▸ Work to complete: How many lines in the data below contain the string "building"? Treat uppercase and lowercase as different, and reply with the number alone.

>> Begin

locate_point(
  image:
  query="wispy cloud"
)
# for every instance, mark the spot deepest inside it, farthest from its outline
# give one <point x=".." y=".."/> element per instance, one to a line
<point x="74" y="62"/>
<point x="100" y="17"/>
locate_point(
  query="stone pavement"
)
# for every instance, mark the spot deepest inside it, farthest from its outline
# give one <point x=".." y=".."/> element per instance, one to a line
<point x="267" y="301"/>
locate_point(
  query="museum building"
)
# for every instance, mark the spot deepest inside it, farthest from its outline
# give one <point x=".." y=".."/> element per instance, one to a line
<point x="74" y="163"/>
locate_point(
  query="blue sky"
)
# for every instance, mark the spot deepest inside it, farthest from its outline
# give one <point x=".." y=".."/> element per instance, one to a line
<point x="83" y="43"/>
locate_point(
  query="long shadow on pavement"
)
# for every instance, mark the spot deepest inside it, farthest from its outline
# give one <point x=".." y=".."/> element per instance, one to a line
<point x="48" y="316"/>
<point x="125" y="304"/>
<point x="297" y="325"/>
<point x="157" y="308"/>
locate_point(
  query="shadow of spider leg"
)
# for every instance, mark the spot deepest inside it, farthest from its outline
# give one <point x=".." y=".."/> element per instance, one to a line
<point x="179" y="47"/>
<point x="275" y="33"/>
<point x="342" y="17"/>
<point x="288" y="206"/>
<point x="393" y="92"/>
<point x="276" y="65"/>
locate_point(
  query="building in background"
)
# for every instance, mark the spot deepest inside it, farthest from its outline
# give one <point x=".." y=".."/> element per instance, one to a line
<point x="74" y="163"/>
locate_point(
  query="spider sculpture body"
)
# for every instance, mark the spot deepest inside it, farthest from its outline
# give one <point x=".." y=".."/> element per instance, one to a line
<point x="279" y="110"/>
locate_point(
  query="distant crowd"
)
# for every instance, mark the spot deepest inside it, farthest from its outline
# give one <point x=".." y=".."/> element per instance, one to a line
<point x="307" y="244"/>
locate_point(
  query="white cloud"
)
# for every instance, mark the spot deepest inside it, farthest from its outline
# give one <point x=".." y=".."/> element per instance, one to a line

>> End

▸ Answer in full: 2